<<<<

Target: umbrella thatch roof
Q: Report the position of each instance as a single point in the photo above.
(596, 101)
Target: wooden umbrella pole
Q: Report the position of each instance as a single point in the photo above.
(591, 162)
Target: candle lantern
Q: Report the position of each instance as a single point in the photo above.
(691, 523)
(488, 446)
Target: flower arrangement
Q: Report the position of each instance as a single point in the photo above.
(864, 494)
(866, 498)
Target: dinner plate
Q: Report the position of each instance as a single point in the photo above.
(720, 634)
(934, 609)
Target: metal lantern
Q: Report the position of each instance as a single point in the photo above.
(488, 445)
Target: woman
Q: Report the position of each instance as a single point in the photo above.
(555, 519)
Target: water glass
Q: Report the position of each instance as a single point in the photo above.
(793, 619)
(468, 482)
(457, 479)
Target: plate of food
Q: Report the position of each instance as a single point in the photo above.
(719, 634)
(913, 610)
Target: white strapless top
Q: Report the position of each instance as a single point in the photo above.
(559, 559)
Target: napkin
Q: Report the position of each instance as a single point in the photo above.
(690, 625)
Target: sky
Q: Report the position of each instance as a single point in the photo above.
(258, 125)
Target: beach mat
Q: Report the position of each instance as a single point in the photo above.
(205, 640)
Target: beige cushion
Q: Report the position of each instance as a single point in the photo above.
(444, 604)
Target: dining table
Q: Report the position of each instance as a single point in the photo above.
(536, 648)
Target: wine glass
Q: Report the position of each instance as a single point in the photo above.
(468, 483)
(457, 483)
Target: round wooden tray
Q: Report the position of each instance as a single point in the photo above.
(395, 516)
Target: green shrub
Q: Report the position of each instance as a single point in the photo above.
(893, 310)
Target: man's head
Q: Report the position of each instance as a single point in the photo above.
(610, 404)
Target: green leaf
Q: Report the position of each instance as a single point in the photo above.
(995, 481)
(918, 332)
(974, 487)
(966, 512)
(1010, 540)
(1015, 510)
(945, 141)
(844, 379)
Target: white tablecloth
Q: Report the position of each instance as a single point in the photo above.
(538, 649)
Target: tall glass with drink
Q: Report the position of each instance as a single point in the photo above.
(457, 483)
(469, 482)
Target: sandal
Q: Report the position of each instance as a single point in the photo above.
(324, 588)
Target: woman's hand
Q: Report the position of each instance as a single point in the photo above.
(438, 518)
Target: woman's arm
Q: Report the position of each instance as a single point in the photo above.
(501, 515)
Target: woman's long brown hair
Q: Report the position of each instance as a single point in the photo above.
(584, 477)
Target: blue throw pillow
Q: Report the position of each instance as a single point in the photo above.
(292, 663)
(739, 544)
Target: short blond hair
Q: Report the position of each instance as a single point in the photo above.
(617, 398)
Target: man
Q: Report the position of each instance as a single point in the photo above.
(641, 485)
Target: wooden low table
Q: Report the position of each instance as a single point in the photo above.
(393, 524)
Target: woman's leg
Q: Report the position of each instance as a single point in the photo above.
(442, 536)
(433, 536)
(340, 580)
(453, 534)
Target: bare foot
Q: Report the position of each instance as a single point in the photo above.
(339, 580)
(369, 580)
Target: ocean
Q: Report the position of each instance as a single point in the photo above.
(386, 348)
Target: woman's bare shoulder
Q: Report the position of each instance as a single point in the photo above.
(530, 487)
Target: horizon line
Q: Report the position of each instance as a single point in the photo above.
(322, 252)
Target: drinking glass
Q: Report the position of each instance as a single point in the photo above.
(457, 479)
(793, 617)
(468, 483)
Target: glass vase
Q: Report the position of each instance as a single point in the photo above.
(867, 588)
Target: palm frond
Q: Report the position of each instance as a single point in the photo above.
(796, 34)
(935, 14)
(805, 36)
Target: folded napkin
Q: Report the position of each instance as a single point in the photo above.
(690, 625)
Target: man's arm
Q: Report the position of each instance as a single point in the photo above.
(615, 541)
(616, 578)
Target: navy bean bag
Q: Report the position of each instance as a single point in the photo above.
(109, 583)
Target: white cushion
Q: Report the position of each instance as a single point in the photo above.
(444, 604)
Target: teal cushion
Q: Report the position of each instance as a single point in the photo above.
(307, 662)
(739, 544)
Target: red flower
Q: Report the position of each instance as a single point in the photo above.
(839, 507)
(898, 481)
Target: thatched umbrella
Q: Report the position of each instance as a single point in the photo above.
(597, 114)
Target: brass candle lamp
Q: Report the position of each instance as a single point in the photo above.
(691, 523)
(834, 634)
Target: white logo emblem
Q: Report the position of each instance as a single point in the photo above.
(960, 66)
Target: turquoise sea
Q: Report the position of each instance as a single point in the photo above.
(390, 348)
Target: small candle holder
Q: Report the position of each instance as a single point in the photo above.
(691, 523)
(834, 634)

>>>>
<<<<

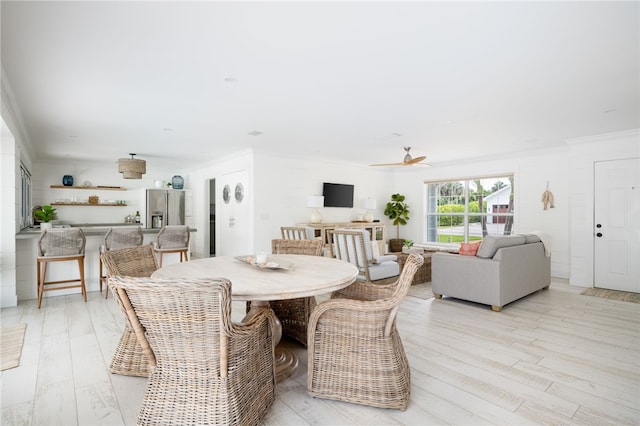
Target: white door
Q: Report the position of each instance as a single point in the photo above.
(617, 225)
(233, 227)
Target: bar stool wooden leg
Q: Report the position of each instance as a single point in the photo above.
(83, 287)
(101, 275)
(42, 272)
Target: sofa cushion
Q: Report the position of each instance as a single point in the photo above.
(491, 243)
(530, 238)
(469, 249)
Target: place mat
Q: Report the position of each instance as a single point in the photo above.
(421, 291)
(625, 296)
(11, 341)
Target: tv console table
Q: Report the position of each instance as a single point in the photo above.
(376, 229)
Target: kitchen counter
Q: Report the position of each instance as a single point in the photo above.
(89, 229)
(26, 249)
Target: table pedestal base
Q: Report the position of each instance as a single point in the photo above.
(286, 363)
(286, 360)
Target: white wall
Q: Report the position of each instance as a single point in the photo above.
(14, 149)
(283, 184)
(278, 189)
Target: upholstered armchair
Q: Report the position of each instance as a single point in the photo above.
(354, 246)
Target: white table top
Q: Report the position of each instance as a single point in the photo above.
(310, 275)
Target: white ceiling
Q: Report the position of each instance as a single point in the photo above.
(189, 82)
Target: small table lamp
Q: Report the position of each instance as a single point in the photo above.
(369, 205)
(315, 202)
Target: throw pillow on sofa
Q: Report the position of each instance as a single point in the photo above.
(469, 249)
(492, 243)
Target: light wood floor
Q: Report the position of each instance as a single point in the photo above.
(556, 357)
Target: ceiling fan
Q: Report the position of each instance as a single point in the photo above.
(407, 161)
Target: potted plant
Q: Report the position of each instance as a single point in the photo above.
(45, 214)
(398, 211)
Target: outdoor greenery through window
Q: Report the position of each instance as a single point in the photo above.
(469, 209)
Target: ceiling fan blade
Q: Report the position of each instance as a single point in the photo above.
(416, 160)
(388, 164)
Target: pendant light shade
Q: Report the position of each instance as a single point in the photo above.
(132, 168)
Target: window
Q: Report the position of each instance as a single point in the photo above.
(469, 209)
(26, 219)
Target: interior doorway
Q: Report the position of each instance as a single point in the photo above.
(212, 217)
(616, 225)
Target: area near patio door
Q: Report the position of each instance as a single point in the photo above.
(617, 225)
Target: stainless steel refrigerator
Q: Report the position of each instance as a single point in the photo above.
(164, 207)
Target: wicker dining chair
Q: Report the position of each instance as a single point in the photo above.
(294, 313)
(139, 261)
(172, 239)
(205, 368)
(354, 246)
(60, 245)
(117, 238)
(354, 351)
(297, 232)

>>>>

→ **AIM**
From the listing above, pull out every line containing the string "wooden" and copy each one unchanged. Case counts.

→ **FULL SOLUTION**
Target: wooden umbrella pole
Target: round wooden tray
Target: wooden low table
Target: bar stool wooden leg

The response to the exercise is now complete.